* [Document section]:
Legislators Express Concern about Non-Discrimination of Provider Groups

When the coordinated care organizations begin delivering health care to people on the Oregon Health Plan, they need to mirror Medicaid law, according to Mike Bonetto

January 23, 2012— When the House Health Care Committee met earlier this week, concern was raised about how non-discrimination language would impact provider groups wanting to participate in coordinated care organizations (CCOs).

Starting in July, these CCOs are expected to integrate the physical, mental and dental care for more than 600,000 people on the Oregon Health Plan.

The committee discussed a “legislative concept,” or document that will become a bill, yesterday morning that, if approved, would allow the Oregon Health Authority to move forward with creating coordinated care organizations (CCOs) around the state that would coordinate the physical, mental and dental health care of Oregon Health Plan patients.

That legislative concept contains language prohibiting CCOs from disallowing particular provider groups from being a part of CCOs.

“A [CCO] may not discriminate in the participation or reimbursement of any healthcare provider based on the provider’s license or certification if the provider is acting within the scope fo the provider’s license or certification,” the concept reads. “A plan or organization must give written notice containing the reason for its action if the plan or organization declines the participation of any provider of group of providers.”

During the hearing, several legislators asked Mike Bonetto, Governor Kitzhaber’s health policy advisor, if the language was set in stone.

“I heard there were still significant differences of opinion,” said Rep. Bill Kennemer (R-Oregon City).

“There [are] questions about this particular language,” agreed Rep. Jim Thompson (R-Dallas), who co-chairs the House Health Care Committee.

* [Requirement 1]: In the article on coordinated care organizations, what position does Mike Bonetto hold?
* [Requirement 2]: Return the passage of the article on coordinated care organizations that opens with the words containing "January 23, 2012—" and closes with "Health Plan patients.".

* [Dataset extract]:

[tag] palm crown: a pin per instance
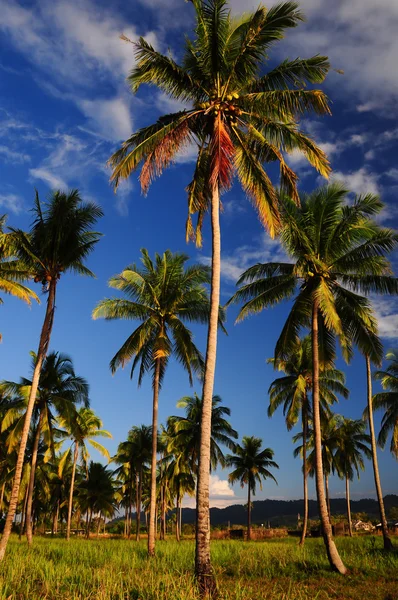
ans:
(162, 295)
(388, 400)
(337, 251)
(237, 117)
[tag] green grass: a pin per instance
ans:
(110, 569)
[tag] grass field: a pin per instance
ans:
(111, 569)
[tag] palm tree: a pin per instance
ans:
(82, 426)
(388, 401)
(135, 452)
(59, 241)
(352, 444)
(12, 270)
(184, 432)
(163, 295)
(59, 391)
(251, 465)
(239, 119)
(97, 493)
(337, 251)
(291, 392)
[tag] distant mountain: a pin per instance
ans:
(285, 512)
(279, 512)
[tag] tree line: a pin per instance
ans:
(241, 117)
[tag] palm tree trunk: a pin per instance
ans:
(347, 495)
(178, 518)
(249, 514)
(305, 473)
(23, 515)
(327, 496)
(334, 558)
(41, 354)
(29, 533)
(152, 507)
(386, 538)
(203, 571)
(72, 485)
(138, 504)
(3, 487)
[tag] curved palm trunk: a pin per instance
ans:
(72, 485)
(28, 517)
(249, 515)
(327, 496)
(347, 495)
(386, 538)
(41, 354)
(203, 570)
(334, 558)
(305, 474)
(138, 504)
(152, 507)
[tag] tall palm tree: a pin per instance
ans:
(251, 465)
(352, 445)
(59, 242)
(337, 251)
(82, 426)
(135, 452)
(292, 392)
(184, 432)
(163, 295)
(59, 391)
(12, 270)
(240, 118)
(388, 401)
(97, 493)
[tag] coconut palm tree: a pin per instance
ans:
(60, 240)
(58, 393)
(135, 453)
(292, 392)
(184, 432)
(337, 251)
(163, 295)
(251, 465)
(388, 401)
(97, 493)
(82, 427)
(240, 118)
(352, 445)
(12, 270)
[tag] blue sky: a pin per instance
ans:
(65, 106)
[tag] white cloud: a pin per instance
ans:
(110, 118)
(386, 310)
(221, 494)
(361, 181)
(75, 48)
(51, 179)
(266, 250)
(11, 202)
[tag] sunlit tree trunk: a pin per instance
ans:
(31, 485)
(249, 515)
(203, 570)
(138, 503)
(333, 555)
(72, 485)
(23, 515)
(327, 496)
(386, 538)
(347, 495)
(152, 507)
(41, 354)
(305, 472)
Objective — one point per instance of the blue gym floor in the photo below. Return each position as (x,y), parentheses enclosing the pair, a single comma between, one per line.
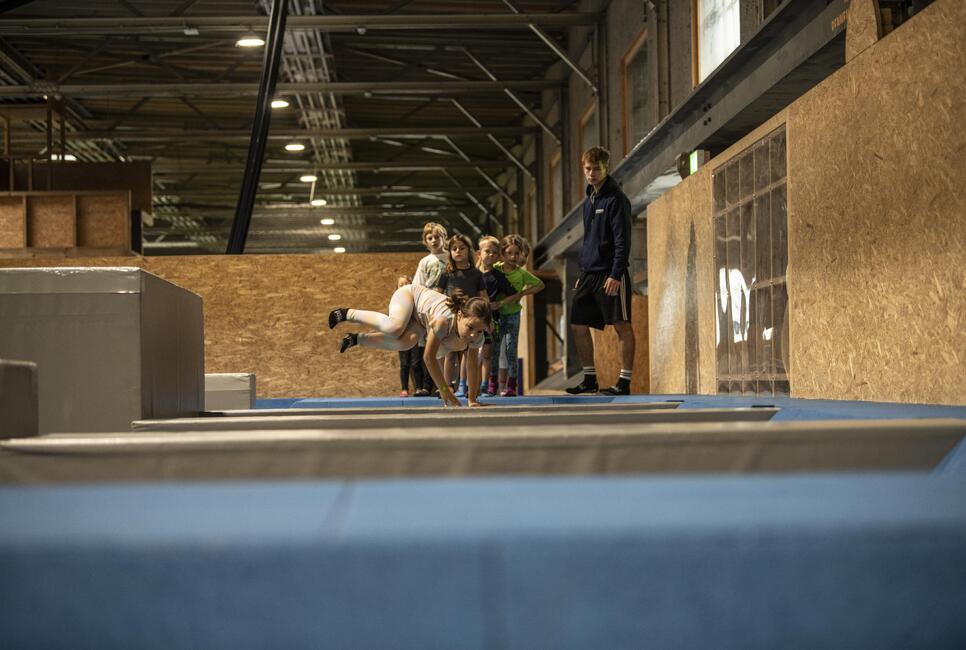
(791,408)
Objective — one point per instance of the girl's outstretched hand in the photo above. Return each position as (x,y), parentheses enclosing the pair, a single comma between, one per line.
(448,398)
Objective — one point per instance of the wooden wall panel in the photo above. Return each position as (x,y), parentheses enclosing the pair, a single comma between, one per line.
(13,223)
(877,265)
(104,220)
(877,228)
(266,314)
(51,222)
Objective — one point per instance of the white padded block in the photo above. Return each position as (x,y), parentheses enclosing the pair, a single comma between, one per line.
(111,345)
(229,391)
(18,399)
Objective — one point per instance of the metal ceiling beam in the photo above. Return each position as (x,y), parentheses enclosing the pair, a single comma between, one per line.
(765,67)
(359,24)
(365,88)
(260,126)
(192,135)
(559,51)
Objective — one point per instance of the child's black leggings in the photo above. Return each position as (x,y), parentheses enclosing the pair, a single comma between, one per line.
(410,361)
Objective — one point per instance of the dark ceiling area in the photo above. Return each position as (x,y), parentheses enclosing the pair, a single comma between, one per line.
(408,111)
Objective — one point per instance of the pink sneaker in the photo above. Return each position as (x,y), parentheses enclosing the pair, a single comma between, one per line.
(491,387)
(511,388)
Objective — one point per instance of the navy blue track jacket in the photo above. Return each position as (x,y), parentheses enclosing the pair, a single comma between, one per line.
(607,230)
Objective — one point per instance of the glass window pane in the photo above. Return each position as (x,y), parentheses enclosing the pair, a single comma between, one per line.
(637,122)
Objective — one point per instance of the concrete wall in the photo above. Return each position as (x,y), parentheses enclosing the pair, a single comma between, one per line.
(876,229)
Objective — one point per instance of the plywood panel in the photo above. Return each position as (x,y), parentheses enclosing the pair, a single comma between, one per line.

* [Task response 1]: Governor Kitzhaber's health policy advisor

* [Task response 2]:
January 23, 2012— When the House Health Care Committee met earlier this week, concern was raised about how non-discrimination language would impact provider groups wanting to participate in coordinated care organizations (CCOs).

Starting in July, these CCOs are expected to integrate the physical, mental and dental care for more than 600,000 people on the Oregon Health Plan.

The committee discussed a “legislative concept,” or document that will become a bill, yesterday morning that, if approved, would allow the Oregon Health Authority to move forward with creating coordinated care organizations (CCOs) around the state that would coordinate the physical, mental and dental health care of Oregon Health Plan patients.